DOCUMENT SECTION –

----------------------------------------

I got instantly fascinated by ChatGPT’s capabilities once I tried it out, and ever since, I’ve been finding new and new ways to use its skills. Now I would like to share one of the less common use cases I tried: AI grading, because the results really surprised me and also highlighted the precautions needed when using and trusting GenAI tools.
When I applied to a master’s programme a couple of months ago, I realized I needed to take an English language exam to get accepted. I chose IELTS certification, and as someone who has lived and worked in English in a foreign country for a couple of years now, I wasn’t too worried about passing the exam, until I opened some IELTS prep forums and saw that pretty much everyone says the writing part is so difficult that even native speakers struggle to get a good score. That was the moment I realized I needed to practise my English essay writing skills a little more than I had anticipated. But since I didn’t want to spend hundreds of euros on IELTS prep courses or teachers to check my essays, I decided to try ChatGPT as my scoring and mentoring buddy.
I gave ChatGPT the detailed scoring criteria for each part of the writing section and asked it to provide me with feedback, scores for each subsection, and an overall score for the entire writing part. I started my first essay with a relaxed attitude, thinking I was in good hands, since all ChatGPT had to do was check my English essay and compare it to the detailed requirements.
To my surprise, it gave me a very low score every single time (I wrote about 10–15 essays), even lower than my required passing score. Its feedback always felt a bit shallow, and no matter how hard I tried to implement its recommendations, my scores just kept going down. So when exam day arrived, I felt completely demotivated and thought there was no way I’d pass the writing section.
I took the exam anyway. To my even bigger surprise, my result turned out to be one score band higher than I needed and two bands higher than ChatGPT’s average. Later, I looked it up, and YouTube is full of similar examples where ChatGPT or other GenAI models give lower scores than human examiners. One example that really stood out to me was a video by an official IELTS expert named Asiya. She tested AI scoring on three essays: her own, her fellow tutor Kevin’s, and her student Maria’s. The results turned out to be quite interesting: Asiya and Kevin both got slightly higher scores from the human examiner compared to the AI tools, but Maria’s essay was rated significantly lower by the AI than by the human.

----------------------------------------

ACTIVITY LIST –
**a.** In the post on AI essay grading, why did the writer turn to ChatGPT to score practice essays? Answer in one to three sentences.
**b.** According to the post on AI essay grading, how did the writer's actual exam result compare with ChatGPT's average score?
**c.** Copy out the post on AI essay grading from "I took the exam" to "by the human.".

COLLECTED MATERIAL –
----------------------------------------

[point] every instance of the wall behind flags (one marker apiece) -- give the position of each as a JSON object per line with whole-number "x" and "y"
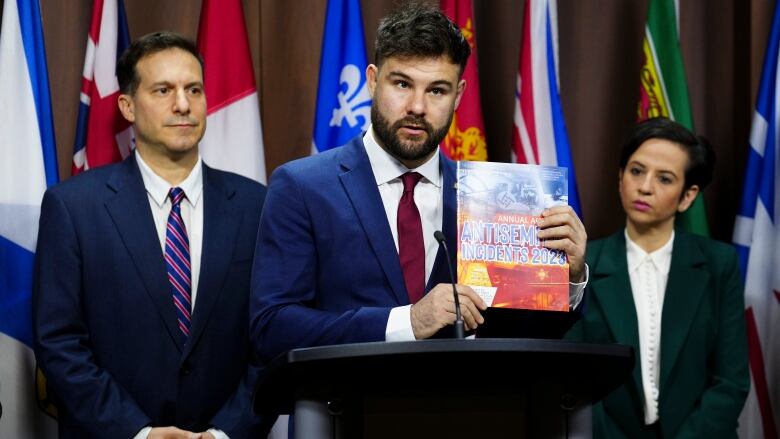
{"x": 723, "y": 44}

----------------------------------------

ANSWERS TO THE PROBLEMS –
**a.** The writer did not want to spend hundreds of euros on IELTS prep courses or on teachers to check the essays. So ChatGPT served instead as a scoring and mentoring buddy.

**b.** It was two bands higher than ChatGPT's average.

**c.**
I took the exam anyway. To my even bigger surprise, my result turned out to be one score band higher than I needed and two bands higher than ChatGPT’s average. Later, I looked it up, and YouTube is full of similar examples where ChatGPT or other GenAI models give lower scores than human examiners. One example that really stood out to me was a video by an official IELTS expert named Asiya. She tested AI scoring on three essays: her own, her fellow tutor Kevin’s, and her student Maria’s. The results turned out to be quite interesting: Asiya and Kevin both got slightly higher scores from the human examiner compared to the AI tools, but Maria’s essay was rated significantly lower by the AI than by the human.